__WHAT YOU ARE ASKED TO DO__:
Using the entries below, write out the line with "the wooden table.", the line with "painted wood plank.", and every line in between, exactly as each is written.

##### INPUT DATA

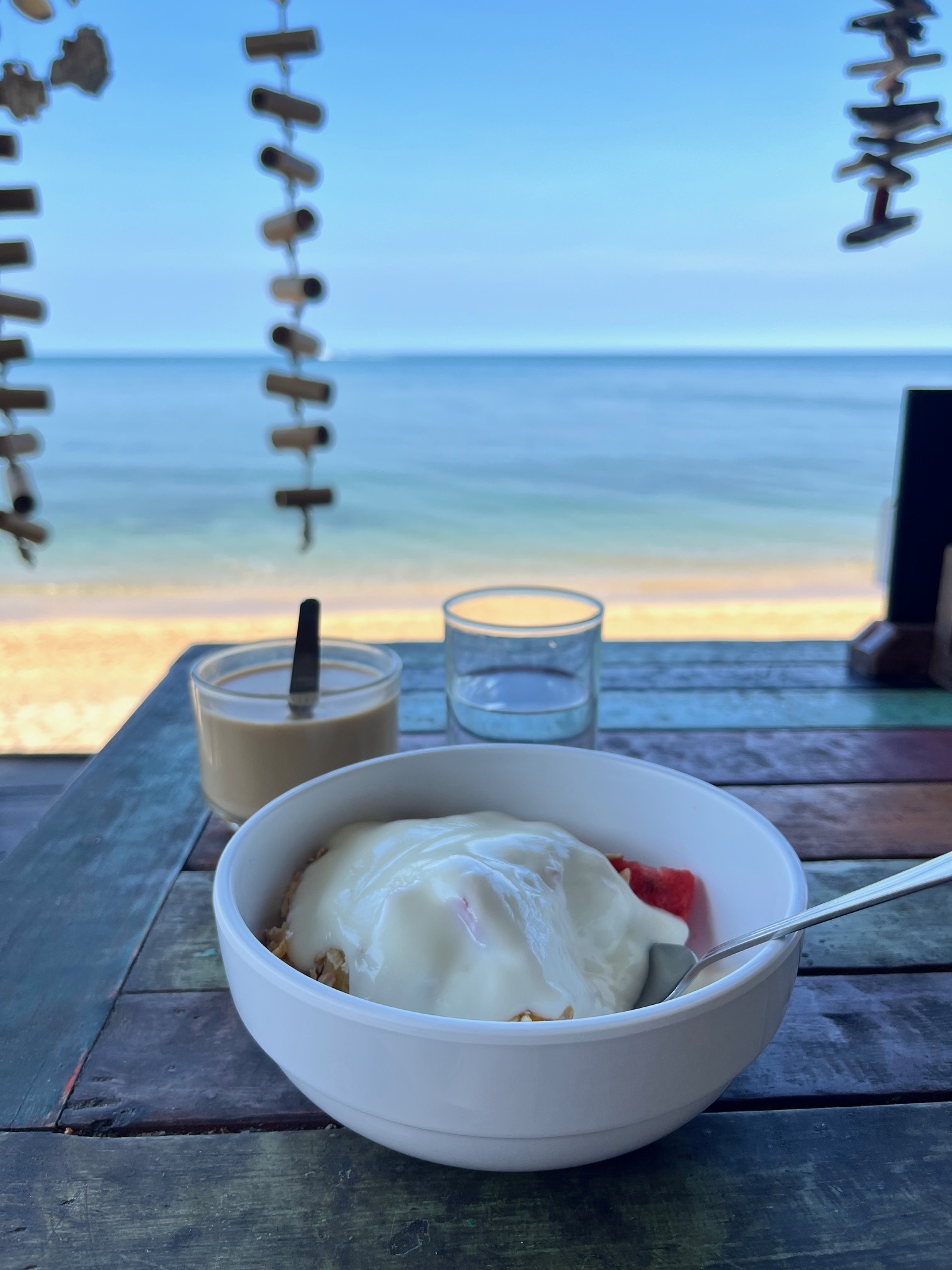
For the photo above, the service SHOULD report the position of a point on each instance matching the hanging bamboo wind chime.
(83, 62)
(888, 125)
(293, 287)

##########
##### INPUT DATA

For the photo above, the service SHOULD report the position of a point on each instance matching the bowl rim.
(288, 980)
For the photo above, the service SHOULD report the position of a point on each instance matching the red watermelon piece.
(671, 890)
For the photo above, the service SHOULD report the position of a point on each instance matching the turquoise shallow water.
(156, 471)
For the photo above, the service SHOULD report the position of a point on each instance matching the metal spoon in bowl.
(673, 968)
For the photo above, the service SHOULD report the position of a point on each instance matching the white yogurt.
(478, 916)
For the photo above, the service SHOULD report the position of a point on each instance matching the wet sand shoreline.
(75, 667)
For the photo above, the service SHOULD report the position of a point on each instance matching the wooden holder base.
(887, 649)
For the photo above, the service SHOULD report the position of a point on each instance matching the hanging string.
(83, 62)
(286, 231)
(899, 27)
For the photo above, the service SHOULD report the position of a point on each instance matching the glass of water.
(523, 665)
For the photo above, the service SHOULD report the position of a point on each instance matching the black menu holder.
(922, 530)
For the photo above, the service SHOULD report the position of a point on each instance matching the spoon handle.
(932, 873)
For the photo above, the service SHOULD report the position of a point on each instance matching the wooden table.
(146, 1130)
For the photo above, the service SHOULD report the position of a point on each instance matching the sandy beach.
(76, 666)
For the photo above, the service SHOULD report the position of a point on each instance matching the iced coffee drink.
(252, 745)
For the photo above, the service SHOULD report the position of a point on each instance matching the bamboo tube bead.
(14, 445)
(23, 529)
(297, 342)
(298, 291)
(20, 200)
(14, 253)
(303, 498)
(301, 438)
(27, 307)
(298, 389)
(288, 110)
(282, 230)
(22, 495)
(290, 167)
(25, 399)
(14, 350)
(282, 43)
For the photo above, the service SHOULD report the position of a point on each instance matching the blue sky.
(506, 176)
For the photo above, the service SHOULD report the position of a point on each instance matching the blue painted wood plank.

##########
##### INPUT DATA

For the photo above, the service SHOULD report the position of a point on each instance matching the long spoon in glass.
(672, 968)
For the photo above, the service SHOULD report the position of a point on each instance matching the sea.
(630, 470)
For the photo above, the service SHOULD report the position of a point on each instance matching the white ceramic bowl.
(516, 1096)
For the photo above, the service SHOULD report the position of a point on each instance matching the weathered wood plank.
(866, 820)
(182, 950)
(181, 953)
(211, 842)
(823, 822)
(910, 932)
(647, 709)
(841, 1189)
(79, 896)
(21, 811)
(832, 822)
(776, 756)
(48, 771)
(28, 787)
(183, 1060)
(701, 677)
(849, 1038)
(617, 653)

##########

__COMPLETED EXERCISE__:
For the photo above, the service SHOULD report the position of a point on each instance matching the wooden table.
(146, 1130)
For the photo above, the service SHOULD report the position of a point on each instance matching the sandy beach.
(76, 666)
For the photo above, the service SHOULD report the position of a point on each instance matching the iced coffee drink.
(252, 745)
For the photo above, the service SHOULD report the position of a point on each instance matching the bamboo tube bead.
(14, 445)
(23, 529)
(297, 342)
(298, 291)
(20, 200)
(14, 253)
(303, 498)
(301, 438)
(27, 307)
(298, 389)
(288, 110)
(282, 230)
(22, 495)
(290, 167)
(25, 399)
(14, 350)
(282, 43)
For the photo above, the service SHOULD report the position of a point on each instance matching the blue sky.
(506, 176)
For the photo above, the service SHOULD report the position of a point on each instance matching the blue painted wood plank.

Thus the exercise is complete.